== SELECTED EXTRACT ==
BEGIN
Now that the State Budget is finalized legislation will focus on non-fiscal legislation until they recess June 19. Members of New York ACEP will travel to Albany June 4 to meet with legislators on proposed legislation impacting emergency medicine. The agenda for June 4 is summarized below.

New York American College of Emergency Physicians


Support: Community Paramedicine (S1805 Rivera/A1208 Gottfried)

New York ACEP strongly supports the establishment of Community Paramedicine Collaboratives in the State to authorize hospitals, emergency medical services providers, physicians, and home care agencies to develop and implement a program for at-risk individuals living in the community to be served by EMS providers for care other than initial care and transportation to the hospital.

Community Paramedicine is an important step to decreasing hospital and ED utilization, improving access to resources that are already available and on stand-by, and improving access to care by taking advantage of already trained individuals using their current skill set but applied to a different environment of care.
END
== RECORDS SUPPLIED ==
BEGIN
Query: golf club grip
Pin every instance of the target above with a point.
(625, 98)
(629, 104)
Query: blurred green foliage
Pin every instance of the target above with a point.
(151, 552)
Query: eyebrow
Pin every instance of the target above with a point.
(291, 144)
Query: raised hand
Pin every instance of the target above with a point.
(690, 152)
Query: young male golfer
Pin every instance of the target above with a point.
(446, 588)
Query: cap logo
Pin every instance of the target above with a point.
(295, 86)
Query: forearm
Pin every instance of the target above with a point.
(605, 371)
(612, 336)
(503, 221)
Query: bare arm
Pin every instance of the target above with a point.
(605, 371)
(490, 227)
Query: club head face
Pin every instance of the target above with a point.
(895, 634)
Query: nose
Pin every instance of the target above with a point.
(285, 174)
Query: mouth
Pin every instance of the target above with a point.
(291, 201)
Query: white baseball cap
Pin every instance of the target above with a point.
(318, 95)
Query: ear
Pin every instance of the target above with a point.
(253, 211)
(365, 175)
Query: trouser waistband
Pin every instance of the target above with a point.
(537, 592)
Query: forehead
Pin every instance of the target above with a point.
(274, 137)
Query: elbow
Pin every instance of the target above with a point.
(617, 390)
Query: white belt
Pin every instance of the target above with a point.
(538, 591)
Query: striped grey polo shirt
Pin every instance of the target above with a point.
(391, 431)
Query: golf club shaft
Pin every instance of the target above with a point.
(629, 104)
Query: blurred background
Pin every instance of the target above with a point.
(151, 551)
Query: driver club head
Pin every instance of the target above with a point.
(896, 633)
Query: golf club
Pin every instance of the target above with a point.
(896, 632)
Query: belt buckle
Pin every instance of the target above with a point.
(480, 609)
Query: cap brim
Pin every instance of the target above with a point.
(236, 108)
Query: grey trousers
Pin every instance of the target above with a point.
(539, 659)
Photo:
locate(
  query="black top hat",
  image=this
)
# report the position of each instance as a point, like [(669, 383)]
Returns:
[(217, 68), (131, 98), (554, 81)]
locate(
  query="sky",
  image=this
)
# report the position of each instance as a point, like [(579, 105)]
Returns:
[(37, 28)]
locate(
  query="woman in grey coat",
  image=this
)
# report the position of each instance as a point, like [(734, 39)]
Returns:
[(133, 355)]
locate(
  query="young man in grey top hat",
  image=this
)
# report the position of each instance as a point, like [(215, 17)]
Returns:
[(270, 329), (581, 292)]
END
== YOUR OBJECTIVE ==
Reproduce the New York ACEP legislative agenda text word for word, starting at "Community Paramedicine is" and ending at "environment of care.".

== EXERCISE OUTPUT ==
Community Paramedicine is an important step to decreasing hospital and ED utilization, improving access to resources that are already available and on stand-by, and improving access to care by taking advantage of already trained individuals using their current skill set but applied to a different environment of care.